На острове Пасхи есть Великая загадочная традиция. Истуканы. Их так тяжело долбить. Их еще труднее перетаскивать. Они похожи друг на друга, как близнецы. Там сохранились надписи ронго-ронго. Екатеринбург расположен на обратной стороне от тотальной. Здесь “традиционна” лишь сама турбулентность.
Поэтические интуиции поэта Бориса Рыжего также улавливают эту неуловимую нетрадиционность Екатеринбурга. Акупунктура города с огоньками “над Уктусом и ВИЗом” рассыпались в его виршах..
Приобретут всеевропейский лоск
Слова трансазиатского поэта,
Я позабуду сказочный Свердловск
И школьный двор в районе Вторчермета…
Рыжий отверг все прочие буквы Уралфавита, все легенды первых пятилеток, избрал одну, он выбрал Вторчермет, завод, лишь плавящий металлическое вторсырье, но даже и не сам Вторчермет, а место проживания себя и своих “кентов-братанов”, потерявших в разгар перестройки свою “военную тайну”. В свердловско-екатеринбургско-екатеринбуржской поэтике Рыжего нет застывшего стиля-канона, нет священного слога “Ом”, нет европейских барокко-рококо, чугунных каслинских решеток. Скифская пассионарная турбулентность — вот формула “города Е”. Также прочитываются иероглифы недостроенной телевышки, башенки “Метальной лавки” со ржавыми утюгами (тоже в известном смысле “вторчермет”), полукруга гостиницы “Исеть” и 550 “недоскребов” (Екатеринбург занимает второе место в России по количеству небоскребов, уверенно обгоняя Питер и уверенно обгоняя Нижневартовск и Новосибирск, и 8-е место в Европе, где Екатеринбург скоро догонит Софию и Милан, вырвавшись в пятерку долговязых городов. Небоскребом в этой статистике, впрочем, называется любое здание выше 12-ти этажей)…
Так что эфемерно-эфирный бургстайл и есть наш кабачок “Мулен Руж”. Традиций, неги, приблатненных окраин, какого-то сакрального Бродвея-Дерибасовской, Брайтона-Молдаванки здесь нет и не будет. Здесь ветер “бургстайла” — немая песня ламы, отвергшего санскрит…
Андрей Козлов. Уралфавит. 2006—2007 гг.

Материал>

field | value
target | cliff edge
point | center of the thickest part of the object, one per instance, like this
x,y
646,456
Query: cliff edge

Задания>
1. Сократите абзац текста о Екатеринбурге, который начинается словами «Рыжий отверг все прочие буквы Уралфавита». Главные факты должны остаться.
2. Продолжите текст о Екатеринбурге, начав сразу после его последней строки.

Ответы>
1. Из всех легенд Урала Рыжий выбрал Вторчермет. Это завод, переплавляющий металлическое вторсырье, а точнее район, где жили сам поэт и его «кенты-братаны». В его поэтике города нет застывшего канона, священного слога «Ом», европейского барокко-рококо и каслинских решеток. Формула «города Е» — скифская пассионарная турбулентность. В облике города читаются также недостроенная телевышка, башенки «Метальной лавки» с ржавыми утюгами, полукруг гостиницы «Исеть» и 550 «недоскребов». По числу зданий выше 12 этажей Екатеринбург занимает второе место в России, опережая Питер, и восьмое в Европе.

2.
36 символов уральской культуры: 1. Аркаим. 2. Бажов и его сказы 3. Верхотурье 4. Геннин и Татищев 5. Демидовы. 6. Дягилев. 7. Европа—Азия. 8. Ельцин. 9. Ермак. 10. “Исеть”, гостиница. 11. Автомат Калашникова 12. Каслинское литье. 13. Кузнецов (Пауль Зиберт). 14. Курчатов. 15. Малахит. 16. Мальчиш-Кибальчиш. 17. Мамин-Сибиряк. 18. Невьянская башня. 19. Эрнст Неизвестный. 20. “Опорный край державы”. 21. Паровоз Черепановых. 22. Пельмени. 23. Пермская деревянная скульптура. 24. Радио Попова. 25. Рок-клуб. 26. Гибель Романовых. 27. Рябина. 28. Песня о Свердловске. 29. Танк “Т-34”. 30. Начало Сибирского тракта (конец Московского). 31. УЗТМ. 32. Финно-угры. 33. Фонд “Город без наркотиков”. 34. Чайковский. 35. Чусовая. 36. Шарташские каменные палатки.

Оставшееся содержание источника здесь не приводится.